Task to carry out:
Give back the full listing verbatim, apart from its images.

"""

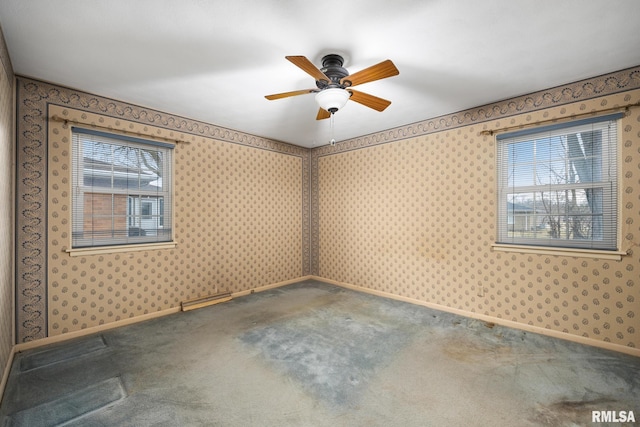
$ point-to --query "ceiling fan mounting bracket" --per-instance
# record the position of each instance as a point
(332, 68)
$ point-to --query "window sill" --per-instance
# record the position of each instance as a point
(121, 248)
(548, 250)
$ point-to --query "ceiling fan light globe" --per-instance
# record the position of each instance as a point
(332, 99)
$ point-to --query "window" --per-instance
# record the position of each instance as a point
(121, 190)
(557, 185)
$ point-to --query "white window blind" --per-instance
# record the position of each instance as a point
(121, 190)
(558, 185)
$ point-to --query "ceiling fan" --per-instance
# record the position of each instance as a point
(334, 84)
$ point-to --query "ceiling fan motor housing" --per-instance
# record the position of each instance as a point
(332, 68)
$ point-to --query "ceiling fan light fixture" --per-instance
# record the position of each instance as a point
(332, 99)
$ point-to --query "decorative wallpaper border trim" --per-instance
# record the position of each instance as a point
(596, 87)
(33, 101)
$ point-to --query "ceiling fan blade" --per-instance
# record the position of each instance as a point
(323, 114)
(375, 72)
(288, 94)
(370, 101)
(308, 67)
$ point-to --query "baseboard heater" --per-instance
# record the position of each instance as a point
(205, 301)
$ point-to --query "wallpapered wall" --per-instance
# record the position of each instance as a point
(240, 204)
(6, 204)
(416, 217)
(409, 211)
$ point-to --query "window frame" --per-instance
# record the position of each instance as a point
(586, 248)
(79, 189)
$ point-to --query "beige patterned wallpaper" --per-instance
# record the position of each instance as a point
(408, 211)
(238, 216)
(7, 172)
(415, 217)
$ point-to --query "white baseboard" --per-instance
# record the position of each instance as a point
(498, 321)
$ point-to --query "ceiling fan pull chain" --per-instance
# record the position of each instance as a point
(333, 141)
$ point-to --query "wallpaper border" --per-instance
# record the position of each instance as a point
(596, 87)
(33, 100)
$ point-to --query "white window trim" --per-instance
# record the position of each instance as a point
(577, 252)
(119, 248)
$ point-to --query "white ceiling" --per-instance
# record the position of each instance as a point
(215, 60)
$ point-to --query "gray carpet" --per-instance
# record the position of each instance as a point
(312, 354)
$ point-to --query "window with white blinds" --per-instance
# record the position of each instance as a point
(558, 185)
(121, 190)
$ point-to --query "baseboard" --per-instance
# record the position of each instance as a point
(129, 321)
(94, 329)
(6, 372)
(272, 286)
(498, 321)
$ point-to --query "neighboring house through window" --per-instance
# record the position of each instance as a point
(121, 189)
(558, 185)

"""

Result of the task:
$ point-to --query "ceiling fan mounting bracket" --per-instance
# record the position of each instance as a point
(332, 68)
$ point-to --query "window sill" --per-instance
# record the position of each instance as a point
(121, 248)
(548, 250)
$ point-to --query "ceiling fan light globe" --per-instance
# record the position of each instance as a point
(332, 99)
$ point-to --query "window" --per-instance
# record the position of each instance as a point
(121, 190)
(557, 185)
$ point-to --query "white window blind" --per-instance
# record the position of each instance as a point
(121, 190)
(558, 185)
$ point-to --query "ceiling fan" --per-instance
# record the position of each instance as a point
(334, 84)
$ point-to --query "ceiling fan motor housing" --per-instance
# record the position of each instance as a point
(332, 68)
$ point-to --query "ceiling fan light fixture" --per-instance
# record the position of each instance as a point
(332, 99)
$ point-to --query "decorative wallpaper border trim" --per-instance
# record the position of each instance as a point
(596, 87)
(33, 101)
$ point-to --query "ceiling fan blade" --per-instance
# record the position of each instance as a point
(323, 114)
(375, 72)
(288, 94)
(370, 101)
(308, 67)
$ point-to --query "baseboard heater" --per-instance
# record the position of each instance as a point
(205, 301)
$ point-to --query "wallpapered wall" --per-instance
# record the position of each instance as a point
(240, 204)
(6, 204)
(416, 217)
(409, 211)
$ point-to --query "window frame" --per-instance
# record the position of each instance as a point
(586, 248)
(79, 189)
$ point-to --query "beige patterned wallpaper" --per-instance
# record the position of each instance as a point
(408, 211)
(238, 216)
(7, 172)
(415, 217)
$ point-to --query "white baseboard" --per-instance
# record the position of each instance as a point
(498, 321)
$ point-to --query "ceiling fan pull chain" --per-instance
# record the position of each instance as a point
(333, 141)
$ point-to --query "wallpaper border" --per-instance
# record the position of each instance as a point
(596, 87)
(33, 100)
$ point-to --query "white window trim" --per-instance
# record the position of each instance as a point
(577, 252)
(119, 248)
$ point-to --query "white ceiling" --per-instance
# record the position of each instance as a point
(215, 60)
$ point-to --query "gray carpet" --per-instance
# record the position of each instance as a point
(312, 354)
$ point-to --query "window with white blinds" --per-instance
# record the position of each instance as a point
(558, 185)
(121, 190)
$ point-to --query "baseboard" --per-instance
# record the position of each instance as a point
(129, 321)
(94, 329)
(6, 372)
(272, 286)
(498, 321)
$ point-to --query "neighboring house through window" --per-instance
# record the position of each instance as a point
(121, 189)
(558, 185)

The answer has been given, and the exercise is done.